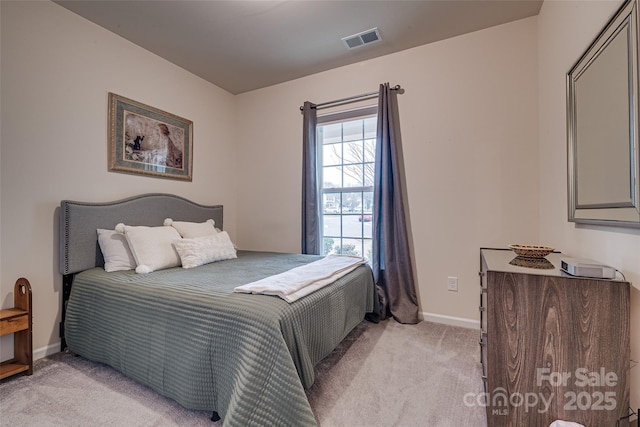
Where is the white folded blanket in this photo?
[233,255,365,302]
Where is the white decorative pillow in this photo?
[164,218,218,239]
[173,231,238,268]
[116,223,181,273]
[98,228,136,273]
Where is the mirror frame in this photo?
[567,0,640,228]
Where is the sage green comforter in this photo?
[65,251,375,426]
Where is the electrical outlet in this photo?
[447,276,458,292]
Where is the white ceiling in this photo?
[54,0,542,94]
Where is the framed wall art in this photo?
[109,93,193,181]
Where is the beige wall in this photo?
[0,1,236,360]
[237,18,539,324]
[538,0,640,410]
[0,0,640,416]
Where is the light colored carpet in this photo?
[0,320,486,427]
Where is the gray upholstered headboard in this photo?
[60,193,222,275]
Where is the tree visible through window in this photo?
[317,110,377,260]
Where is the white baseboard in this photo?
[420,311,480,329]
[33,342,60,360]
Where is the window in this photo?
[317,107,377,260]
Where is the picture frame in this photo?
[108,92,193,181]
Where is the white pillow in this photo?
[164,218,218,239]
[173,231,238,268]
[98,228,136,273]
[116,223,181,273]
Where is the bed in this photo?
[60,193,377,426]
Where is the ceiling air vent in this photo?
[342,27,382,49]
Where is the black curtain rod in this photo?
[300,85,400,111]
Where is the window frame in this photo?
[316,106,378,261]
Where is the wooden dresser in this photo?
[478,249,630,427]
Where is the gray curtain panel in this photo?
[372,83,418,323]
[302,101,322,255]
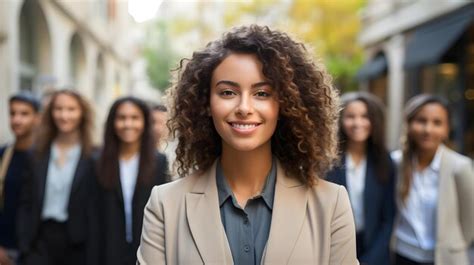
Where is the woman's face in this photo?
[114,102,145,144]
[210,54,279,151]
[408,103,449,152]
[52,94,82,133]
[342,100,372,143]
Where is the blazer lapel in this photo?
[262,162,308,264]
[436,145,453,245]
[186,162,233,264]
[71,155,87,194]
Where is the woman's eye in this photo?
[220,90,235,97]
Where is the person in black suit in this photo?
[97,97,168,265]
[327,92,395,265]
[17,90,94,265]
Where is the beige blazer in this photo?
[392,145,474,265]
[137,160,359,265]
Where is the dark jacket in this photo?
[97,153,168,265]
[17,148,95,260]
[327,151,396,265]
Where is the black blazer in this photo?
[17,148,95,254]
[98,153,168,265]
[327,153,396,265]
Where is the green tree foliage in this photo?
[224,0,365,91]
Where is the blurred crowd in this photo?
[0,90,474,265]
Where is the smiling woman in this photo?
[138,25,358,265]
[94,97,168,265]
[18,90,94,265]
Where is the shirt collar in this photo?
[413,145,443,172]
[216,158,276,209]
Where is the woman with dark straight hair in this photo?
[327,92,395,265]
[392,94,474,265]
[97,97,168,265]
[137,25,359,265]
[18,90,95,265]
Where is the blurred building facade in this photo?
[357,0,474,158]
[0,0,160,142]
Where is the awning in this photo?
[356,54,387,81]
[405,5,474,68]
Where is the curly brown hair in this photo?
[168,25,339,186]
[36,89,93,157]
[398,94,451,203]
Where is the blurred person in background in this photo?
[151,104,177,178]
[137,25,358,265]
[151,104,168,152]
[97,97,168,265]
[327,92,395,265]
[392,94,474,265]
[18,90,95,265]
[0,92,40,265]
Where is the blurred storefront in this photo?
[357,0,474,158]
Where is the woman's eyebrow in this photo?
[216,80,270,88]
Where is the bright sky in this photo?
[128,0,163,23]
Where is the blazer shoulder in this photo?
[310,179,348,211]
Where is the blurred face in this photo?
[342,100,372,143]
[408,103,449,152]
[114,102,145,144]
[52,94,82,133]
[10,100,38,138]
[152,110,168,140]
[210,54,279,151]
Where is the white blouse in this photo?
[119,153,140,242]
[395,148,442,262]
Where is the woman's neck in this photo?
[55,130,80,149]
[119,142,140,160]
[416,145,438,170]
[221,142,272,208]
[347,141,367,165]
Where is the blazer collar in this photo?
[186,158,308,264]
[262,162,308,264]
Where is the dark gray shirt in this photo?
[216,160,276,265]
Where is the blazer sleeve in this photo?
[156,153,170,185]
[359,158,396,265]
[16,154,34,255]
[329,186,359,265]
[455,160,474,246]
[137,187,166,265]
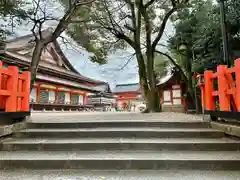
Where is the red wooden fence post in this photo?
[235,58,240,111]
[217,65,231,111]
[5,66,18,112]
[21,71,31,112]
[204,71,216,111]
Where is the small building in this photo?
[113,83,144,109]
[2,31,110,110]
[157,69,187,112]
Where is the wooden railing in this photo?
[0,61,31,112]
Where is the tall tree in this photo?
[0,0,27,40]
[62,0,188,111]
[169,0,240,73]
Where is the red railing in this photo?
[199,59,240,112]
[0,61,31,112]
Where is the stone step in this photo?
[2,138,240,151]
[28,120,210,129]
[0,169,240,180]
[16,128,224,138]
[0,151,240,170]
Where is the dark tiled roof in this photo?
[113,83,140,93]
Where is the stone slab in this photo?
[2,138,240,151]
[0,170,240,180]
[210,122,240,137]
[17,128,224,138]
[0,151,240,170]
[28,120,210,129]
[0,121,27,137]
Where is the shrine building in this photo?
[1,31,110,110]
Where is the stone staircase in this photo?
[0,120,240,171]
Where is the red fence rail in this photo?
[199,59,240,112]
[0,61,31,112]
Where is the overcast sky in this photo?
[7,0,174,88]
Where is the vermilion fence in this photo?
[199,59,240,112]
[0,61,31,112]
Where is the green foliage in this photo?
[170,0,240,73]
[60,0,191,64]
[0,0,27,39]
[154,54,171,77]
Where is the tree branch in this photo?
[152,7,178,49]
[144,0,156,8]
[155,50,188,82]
===
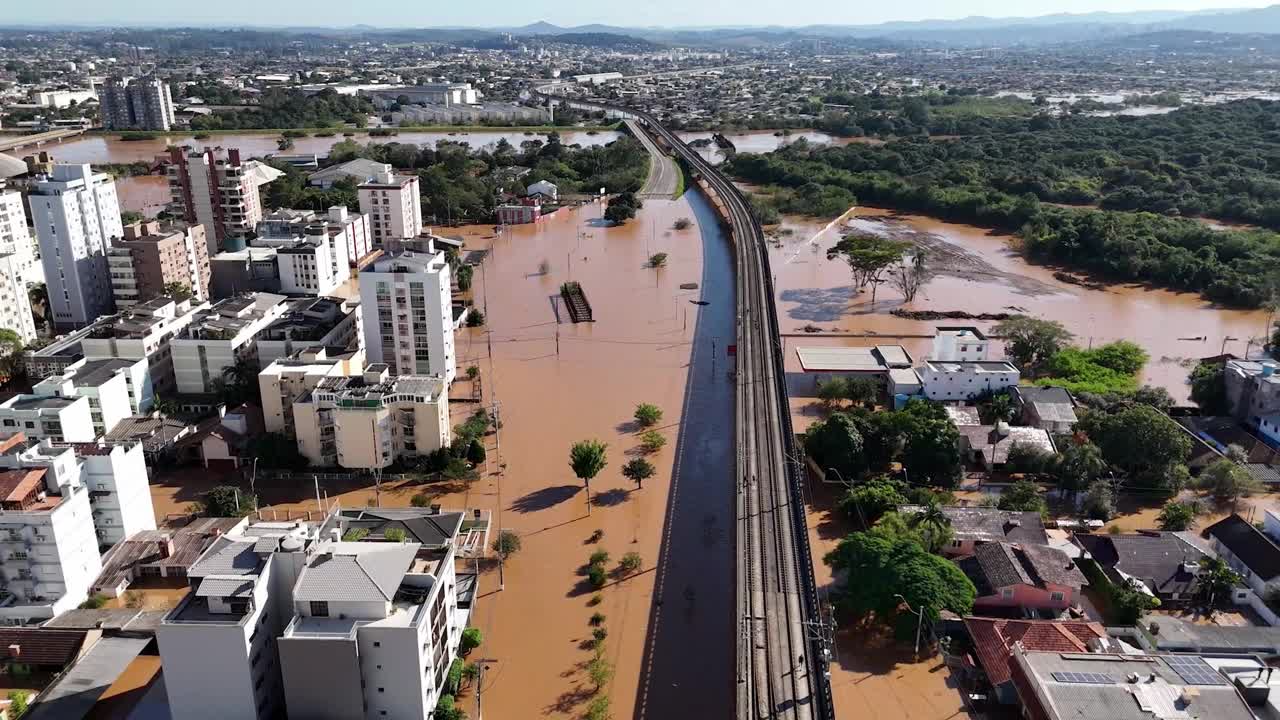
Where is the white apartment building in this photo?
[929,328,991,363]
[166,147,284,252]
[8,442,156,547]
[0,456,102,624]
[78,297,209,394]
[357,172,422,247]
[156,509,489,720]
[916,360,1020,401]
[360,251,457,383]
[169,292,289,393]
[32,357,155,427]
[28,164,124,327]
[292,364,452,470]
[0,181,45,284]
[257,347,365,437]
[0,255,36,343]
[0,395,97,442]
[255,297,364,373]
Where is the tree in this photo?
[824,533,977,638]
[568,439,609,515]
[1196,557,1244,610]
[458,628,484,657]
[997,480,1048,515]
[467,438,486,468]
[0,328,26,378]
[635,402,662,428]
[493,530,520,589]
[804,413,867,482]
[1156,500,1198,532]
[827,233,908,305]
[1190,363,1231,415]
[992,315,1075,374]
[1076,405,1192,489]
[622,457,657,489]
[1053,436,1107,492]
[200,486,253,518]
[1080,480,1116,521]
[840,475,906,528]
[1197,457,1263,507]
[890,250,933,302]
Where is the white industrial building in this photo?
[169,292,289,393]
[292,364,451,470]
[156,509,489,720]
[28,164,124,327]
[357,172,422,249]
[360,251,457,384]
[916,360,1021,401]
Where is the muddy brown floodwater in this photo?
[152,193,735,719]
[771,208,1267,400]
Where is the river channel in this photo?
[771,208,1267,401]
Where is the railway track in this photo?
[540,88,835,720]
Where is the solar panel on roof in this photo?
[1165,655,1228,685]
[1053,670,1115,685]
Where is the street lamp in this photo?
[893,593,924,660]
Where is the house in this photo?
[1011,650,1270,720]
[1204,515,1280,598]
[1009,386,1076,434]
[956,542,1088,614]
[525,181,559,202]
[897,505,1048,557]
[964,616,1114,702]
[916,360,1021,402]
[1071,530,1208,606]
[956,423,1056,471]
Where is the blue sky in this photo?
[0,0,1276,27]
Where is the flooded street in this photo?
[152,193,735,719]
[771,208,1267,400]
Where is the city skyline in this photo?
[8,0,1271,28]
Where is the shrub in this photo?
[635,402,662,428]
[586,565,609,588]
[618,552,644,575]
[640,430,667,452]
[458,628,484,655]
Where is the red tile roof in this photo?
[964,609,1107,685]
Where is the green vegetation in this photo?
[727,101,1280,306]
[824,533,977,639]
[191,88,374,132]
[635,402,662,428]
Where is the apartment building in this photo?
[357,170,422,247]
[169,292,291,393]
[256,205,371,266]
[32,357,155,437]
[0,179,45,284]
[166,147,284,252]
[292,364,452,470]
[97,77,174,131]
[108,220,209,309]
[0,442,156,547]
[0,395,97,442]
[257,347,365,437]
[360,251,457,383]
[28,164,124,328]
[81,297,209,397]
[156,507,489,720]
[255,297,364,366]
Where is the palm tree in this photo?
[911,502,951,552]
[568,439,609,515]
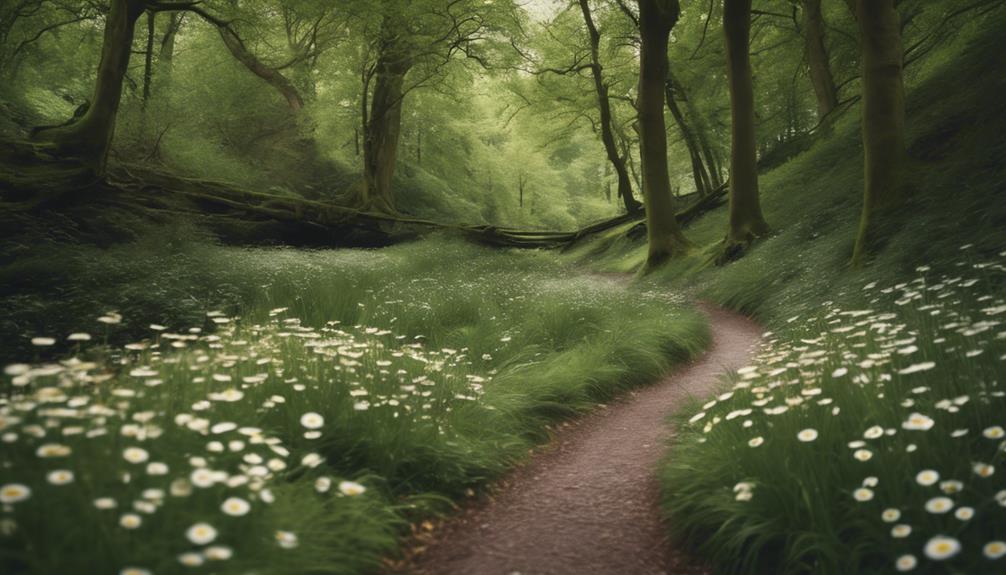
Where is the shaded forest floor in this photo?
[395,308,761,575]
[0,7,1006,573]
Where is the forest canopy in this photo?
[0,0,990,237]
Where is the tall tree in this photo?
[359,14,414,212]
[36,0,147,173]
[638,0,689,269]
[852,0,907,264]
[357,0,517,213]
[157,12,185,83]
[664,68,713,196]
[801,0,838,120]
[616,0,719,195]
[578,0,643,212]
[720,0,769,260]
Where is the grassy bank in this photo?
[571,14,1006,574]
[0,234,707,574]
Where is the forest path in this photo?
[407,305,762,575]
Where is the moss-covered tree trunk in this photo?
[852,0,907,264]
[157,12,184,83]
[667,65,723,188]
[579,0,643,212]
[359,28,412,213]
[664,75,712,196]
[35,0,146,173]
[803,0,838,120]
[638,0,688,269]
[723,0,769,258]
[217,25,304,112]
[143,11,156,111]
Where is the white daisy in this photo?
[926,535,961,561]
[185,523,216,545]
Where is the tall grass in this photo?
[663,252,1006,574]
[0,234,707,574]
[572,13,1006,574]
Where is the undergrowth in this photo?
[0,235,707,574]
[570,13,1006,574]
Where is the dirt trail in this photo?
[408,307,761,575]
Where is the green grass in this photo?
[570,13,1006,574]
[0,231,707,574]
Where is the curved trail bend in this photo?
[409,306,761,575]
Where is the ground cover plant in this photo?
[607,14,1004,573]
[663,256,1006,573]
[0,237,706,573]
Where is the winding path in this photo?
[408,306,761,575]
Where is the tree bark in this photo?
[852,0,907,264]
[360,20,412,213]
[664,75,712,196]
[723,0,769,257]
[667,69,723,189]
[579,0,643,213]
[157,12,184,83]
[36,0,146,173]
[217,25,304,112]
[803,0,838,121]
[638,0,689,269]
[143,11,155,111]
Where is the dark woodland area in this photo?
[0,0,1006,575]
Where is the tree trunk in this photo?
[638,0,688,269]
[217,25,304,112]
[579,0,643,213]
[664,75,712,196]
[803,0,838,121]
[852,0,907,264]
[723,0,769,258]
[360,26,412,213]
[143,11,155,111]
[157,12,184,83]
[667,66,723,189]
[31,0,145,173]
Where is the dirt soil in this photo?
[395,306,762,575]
===
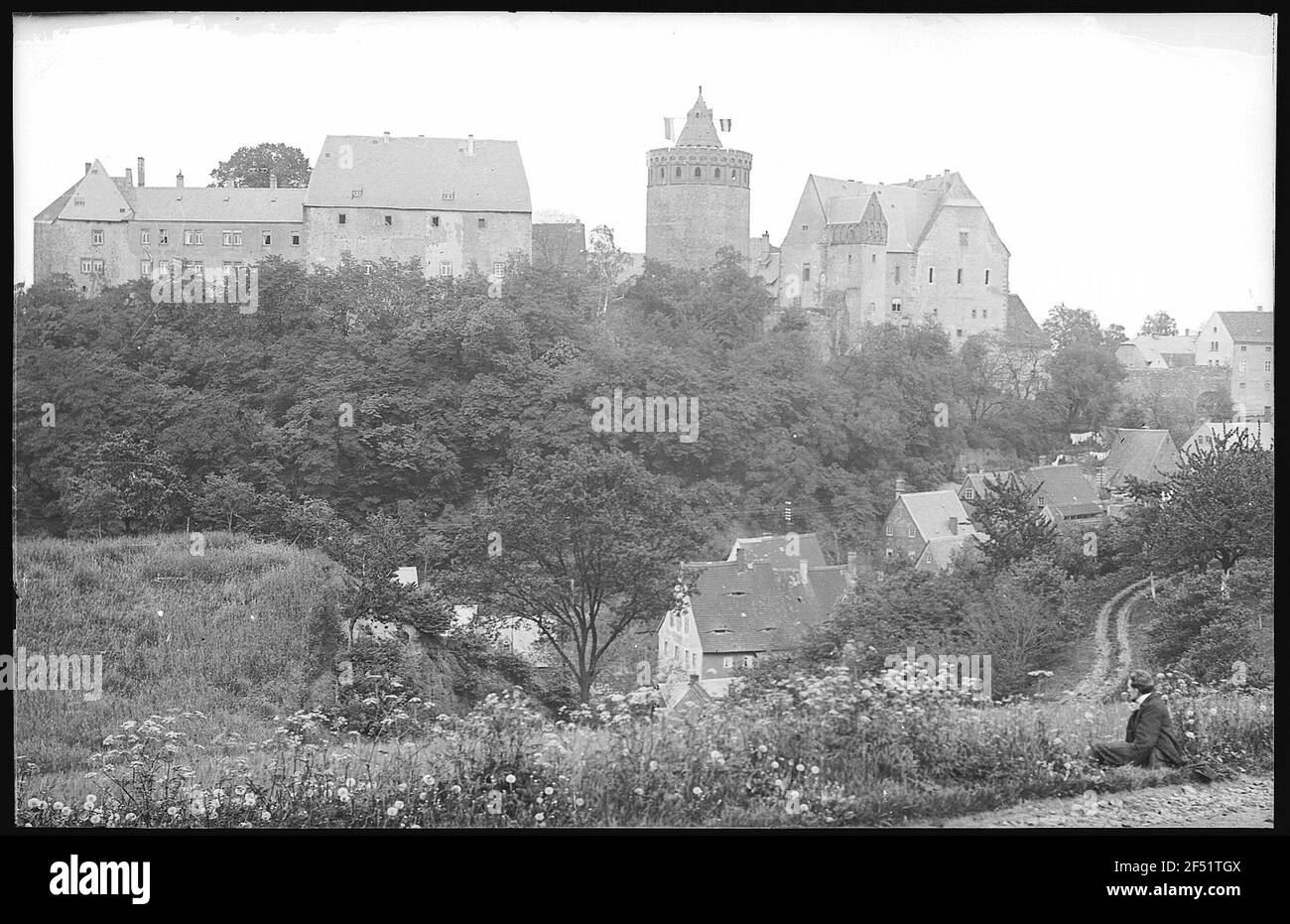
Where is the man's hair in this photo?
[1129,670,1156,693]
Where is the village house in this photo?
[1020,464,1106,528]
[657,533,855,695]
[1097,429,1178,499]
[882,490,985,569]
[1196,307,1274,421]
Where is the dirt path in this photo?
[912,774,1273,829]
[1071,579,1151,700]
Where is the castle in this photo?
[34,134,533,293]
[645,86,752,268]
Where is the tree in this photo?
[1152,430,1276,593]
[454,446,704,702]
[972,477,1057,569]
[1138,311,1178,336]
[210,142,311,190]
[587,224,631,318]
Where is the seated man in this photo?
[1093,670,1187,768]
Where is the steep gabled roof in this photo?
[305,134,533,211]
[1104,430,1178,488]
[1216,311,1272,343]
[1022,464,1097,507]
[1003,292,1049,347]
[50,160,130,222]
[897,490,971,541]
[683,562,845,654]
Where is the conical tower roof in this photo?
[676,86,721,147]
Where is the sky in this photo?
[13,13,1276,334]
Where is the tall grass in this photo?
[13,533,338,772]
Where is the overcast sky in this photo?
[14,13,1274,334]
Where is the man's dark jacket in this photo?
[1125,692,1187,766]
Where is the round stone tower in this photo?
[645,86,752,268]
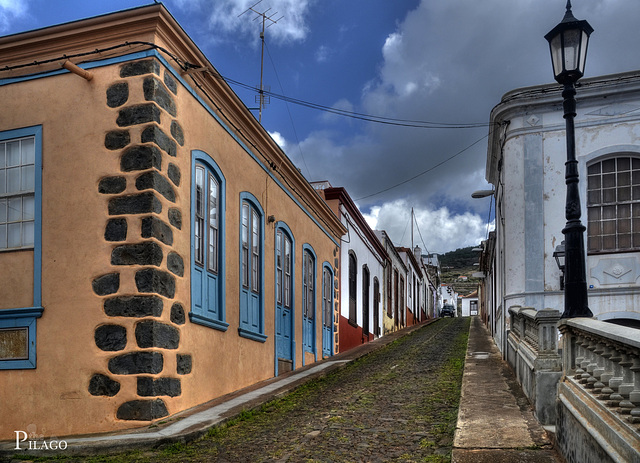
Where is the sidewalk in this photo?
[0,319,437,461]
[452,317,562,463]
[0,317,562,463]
===
**Exercise brief**
Give back the data from the line with "Where is the beige wall in this photo?" up to and including the line with "[316,106,378,261]", replacing "white" with "ivory" and changing nothing else.

**Problem solution**
Where is the beige wall in this photo?
[0,1,236,360]
[237,18,539,324]
[538,0,640,410]
[0,0,640,416]
Where is the light colored carpet in this photo?
[0,320,486,427]
Where is the gray upholstered headboard in this photo?
[60,193,222,275]
Where is the tree visible through window in this photo?
[317,110,377,260]
Where is the ivory baseboard in this photo?
[420,311,480,329]
[33,342,60,360]
Where is the window in this photo?
[317,107,377,260]
Where is the picture frame in this photo?
[108,92,193,181]
Where is the ivory pillow in this photo?
[164,218,218,239]
[173,231,238,268]
[98,228,136,273]
[116,223,181,273]
Where is the bed in this photo?
[60,193,377,426]
Where is the ceiling air vent in this photo?
[342,27,382,49]
Where is the black curtain rod in this photo?
[300,85,400,111]
Where is the window frame in this photo?
[316,106,378,261]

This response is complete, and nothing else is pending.